» AUSZUG
Venus Mirror (06.06.2012), 2012
Spiegeldurchmesser 300 mm, Holzstütze (Optional): 35 x 50 x 10 cm
12 + 4 Künstlerexemplare, jeweils nummeriert und signiert
Teleskopspiegel (Parabolspiegel) F5.3 mit 6 Bohrungen, dazu optional: Holzstütze
3900,- Euro, Aufpreis für Holzstütze ca. 150,- Euro
Simon Starling (*1967 in Epsom /UK) erzählt mit seinen Arbeiten Geschichten; immer wieder zeigt er weitgespannte Zusammenhänge zwischen Orten, Dingen, kulturellen und historischen Gegebenheiten auf. Er selbst nimmt dabei die Rolle des Erzählers ein, der die Pointe nie direkt preisgibt, sondern meist den langen Weg sucht oder den Umweg geht, um anschließend in einer manchmal absurden Reduktion ein Netz von Bezügen darzustellen. Simon Starling ist Träger bedeutender internationaler Preise und Auszeichnungen, darunter des Turnerpreises 2005.

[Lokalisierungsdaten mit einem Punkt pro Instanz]
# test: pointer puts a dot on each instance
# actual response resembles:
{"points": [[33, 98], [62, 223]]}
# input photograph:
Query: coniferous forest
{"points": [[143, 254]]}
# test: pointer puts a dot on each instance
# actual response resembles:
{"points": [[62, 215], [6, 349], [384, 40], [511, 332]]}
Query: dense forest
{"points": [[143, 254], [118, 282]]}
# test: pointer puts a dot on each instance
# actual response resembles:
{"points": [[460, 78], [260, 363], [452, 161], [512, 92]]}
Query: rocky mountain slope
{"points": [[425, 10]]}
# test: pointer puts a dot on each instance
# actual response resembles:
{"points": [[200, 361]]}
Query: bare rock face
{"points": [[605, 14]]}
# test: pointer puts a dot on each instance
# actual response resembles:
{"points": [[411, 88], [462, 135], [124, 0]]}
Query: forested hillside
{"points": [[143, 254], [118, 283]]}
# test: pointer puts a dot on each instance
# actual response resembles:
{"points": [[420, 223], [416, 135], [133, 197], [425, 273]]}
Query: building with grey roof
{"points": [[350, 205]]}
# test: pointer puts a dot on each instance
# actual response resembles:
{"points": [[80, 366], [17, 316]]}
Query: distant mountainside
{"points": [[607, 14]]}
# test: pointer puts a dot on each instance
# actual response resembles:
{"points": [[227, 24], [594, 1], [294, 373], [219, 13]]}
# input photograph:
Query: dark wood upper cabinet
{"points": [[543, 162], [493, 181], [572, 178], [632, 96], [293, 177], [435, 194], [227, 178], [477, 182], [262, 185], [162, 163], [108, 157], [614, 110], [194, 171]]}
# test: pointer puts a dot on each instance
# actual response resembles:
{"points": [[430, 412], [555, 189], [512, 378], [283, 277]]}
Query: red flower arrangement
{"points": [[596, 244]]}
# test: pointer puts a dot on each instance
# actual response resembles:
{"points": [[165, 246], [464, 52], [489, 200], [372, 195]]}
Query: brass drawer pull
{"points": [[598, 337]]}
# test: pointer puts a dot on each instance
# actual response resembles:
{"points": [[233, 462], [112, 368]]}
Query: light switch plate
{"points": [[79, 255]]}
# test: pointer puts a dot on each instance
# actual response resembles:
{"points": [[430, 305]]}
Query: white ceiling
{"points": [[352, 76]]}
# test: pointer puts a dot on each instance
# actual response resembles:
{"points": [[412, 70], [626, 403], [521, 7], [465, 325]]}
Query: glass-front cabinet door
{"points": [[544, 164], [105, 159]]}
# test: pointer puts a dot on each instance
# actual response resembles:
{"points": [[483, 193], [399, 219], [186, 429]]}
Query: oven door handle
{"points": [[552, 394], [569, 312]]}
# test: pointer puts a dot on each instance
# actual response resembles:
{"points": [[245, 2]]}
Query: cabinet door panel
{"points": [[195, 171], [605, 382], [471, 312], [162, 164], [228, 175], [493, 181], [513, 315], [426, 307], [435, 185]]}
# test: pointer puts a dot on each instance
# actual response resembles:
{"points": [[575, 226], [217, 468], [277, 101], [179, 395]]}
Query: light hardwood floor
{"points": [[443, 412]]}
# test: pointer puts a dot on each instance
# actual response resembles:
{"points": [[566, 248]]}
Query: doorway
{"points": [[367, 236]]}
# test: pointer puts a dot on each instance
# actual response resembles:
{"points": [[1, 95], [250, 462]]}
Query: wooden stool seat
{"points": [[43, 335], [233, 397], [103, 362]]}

» AUFGABEN
A) Geben Sie aus dem Auszug über Venus Mirror alles von „Venus Mirror (06.06.2012), 2012“ bis hinunter zu „des Turnerpreises 2005.“ wortgetreu wieder.
B) Nennen Sie alle Maße, die der Auszug über Venus Mirror für die Holzstütze angibt.
C) Führen Sie den Auszug über Venus Mirror im Anschluss an seinen letzten Satz fort.
Für die Bearbeitung wird das Material nicht gebraucht.

» IHRE ANTWORTEN
A)
Venus Mirror (06.06.2012), 2012
Spiegeldurchmesser 300 mm, Holzstütze (Optional): 35 x 50 x 10 cm
12 + 4 Künstlerexemplare, jeweils nummeriert und signiert
Teleskopspiegel (Parabolspiegel) F5.3 mit 6 Bohrungen, dazu optional: Holzstütze
3900,- Euro, Aufpreis für Holzstütze ca. 150,- Euro
Simon Starling (*1967 in Epsom /UK) erzählt mit seinen Arbeiten Geschichten; immer wieder zeigt er weitgespannte Zusammenhänge zwischen Orten, Dingen, kulturellen und historischen Gegebenheiten auf. Er selbst nimmt dabei die Rolle des Erzählers ein, der die Pointe nie direkt preisgibt, sondern meist den langen Weg sucht oder den Umweg geht, um anschließend in einer manchmal absurden Reduktion ein Netz von Bezügen darzustellen. Simon Starling ist Träger bedeutender internationaler Preise und Auszeichnungen, darunter des Turnerpreises 2005.

B) 35 cm, 50 cm und 10 cm

C)
Als Teil einer weiterführenden Recherche zur Beziehung zwischen der Geschichte der historisch bedeutenden, aber heute überholten Beobachtungen des Venusdurchgangs und der Geburt (und bald Verschwindens) des Kinofilms auf Celluloid, verfolgt Venus Mirror (06.06.2012) die Flugbahn des Venusdurchgangs im Juni 2012 in Form eine Serie von Bohrungen in der Parabolwölbung eines ansonsten makellosen Teleskopspiegels. Hierzu Notes auf der Rückseite des Blatts.
For many, Etienne Jules Marey’s invention of the chronophotographic gun, an instrument with which he managed in 1882 to capture the flight of a bird on a single glass-plate negative, marks a key generative moment in the evolution of cinema. However it is itself a direct descendent of an earlier device developed in 1874 by the French astronomer Pierre Cesar Jules Janssen – the revolver photographique. This telescope-cum-camera allowed for repeated timed exposures to be made around a single circular daguerreotype plate. Armed with this innovative piece of equipment, built for him in part by an accomplished Parisian clockmaker, Janssen set out for Japan in 1874.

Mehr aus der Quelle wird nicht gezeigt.